[START OF TEXT EXCERPT]

# Web Status Page



## Phishfry (Oct 31, 2022)

I would like to have a webpage display sysctl output for OneWire on my local network.

sysctl dev.ow_temp.0.temperature
sysctl dev.ow_temp.1.temperature
sysctl dev.ow_temp.2.temperature
sysctl dev.ow_temp.3.temperature

What are my options? I would like to use a lightweight solution.
lighttpd is my prefered server.

I see PHP has a shell_execute function.

I only want static content.
How to display shell command output in html?


----------



## W.hâ/t (Oct 31, 2022)

I am guessing you can't just write the html file from a shell.
I found this that looks pretty interesting. (lua)


----------



## Phishfry (Oct 31, 2022)

W.hâ/t said:


> I am guessing you can't just write the html file from a shell.


Yes that approach works. I see awk use some.

I don't know bash well but this sounds like what I want.








						A Web Server in 1 Line of Bash Code
					

For people who do a lot of work with command line tools or Bash code, having a Bash web server could be very handy. I was really amazed that in one line of Bash code I was able to create web server…




					funprojects.blog


----------



## richardtoohey2 (Oct 31, 2022)

Tcl and tclhttpd?  Might be too step a learning curve.

Can certainly do stuff like this with PHP, yes.  Or Python etc.


----------



## Jose (Oct 31, 2022)

[END OF TEXT EXCERPT]

* **TASK GOAL**:
Summarize the thread above in two sentences.

[START OF DATASET]

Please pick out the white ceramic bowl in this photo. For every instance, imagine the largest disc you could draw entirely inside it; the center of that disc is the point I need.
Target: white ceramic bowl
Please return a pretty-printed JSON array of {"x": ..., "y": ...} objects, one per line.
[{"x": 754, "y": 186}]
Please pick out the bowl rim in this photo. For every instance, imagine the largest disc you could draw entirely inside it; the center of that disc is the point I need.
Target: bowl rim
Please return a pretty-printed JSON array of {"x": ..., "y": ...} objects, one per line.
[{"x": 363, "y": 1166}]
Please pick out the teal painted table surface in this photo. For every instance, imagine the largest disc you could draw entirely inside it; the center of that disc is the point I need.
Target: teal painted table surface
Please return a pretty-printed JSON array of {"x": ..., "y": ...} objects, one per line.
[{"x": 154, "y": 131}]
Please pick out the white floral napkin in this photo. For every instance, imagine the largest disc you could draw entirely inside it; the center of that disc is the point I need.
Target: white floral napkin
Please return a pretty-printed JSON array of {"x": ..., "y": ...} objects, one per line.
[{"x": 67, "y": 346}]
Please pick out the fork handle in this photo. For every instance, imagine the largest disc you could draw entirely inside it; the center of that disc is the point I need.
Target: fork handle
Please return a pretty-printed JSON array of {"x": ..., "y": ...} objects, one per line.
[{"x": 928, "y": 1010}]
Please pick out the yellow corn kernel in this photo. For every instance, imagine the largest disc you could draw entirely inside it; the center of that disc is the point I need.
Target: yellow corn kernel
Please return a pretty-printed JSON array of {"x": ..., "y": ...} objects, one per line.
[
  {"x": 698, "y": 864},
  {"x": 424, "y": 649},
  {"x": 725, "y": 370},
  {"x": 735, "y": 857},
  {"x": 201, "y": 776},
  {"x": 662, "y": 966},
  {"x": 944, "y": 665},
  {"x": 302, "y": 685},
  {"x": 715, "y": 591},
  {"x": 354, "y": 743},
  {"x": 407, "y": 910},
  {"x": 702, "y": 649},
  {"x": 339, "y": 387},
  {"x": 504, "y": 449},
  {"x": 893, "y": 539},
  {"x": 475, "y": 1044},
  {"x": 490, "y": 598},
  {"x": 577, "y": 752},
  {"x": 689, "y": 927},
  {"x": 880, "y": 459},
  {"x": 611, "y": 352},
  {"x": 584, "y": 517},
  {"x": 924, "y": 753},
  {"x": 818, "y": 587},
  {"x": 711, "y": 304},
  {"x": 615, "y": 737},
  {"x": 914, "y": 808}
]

[END OF DATASET]

* **ANSWER FOR THE TASK**:
Phishfry wants a lightweight way, preferably using lighttpd and only static content, to show sysctl output for OneWire temperature readings on a webpage on the local network. The replies point to a Lua option, a one-line Bash web server, and Tcl with tclhttpd, and note that PHP or Python could also do it.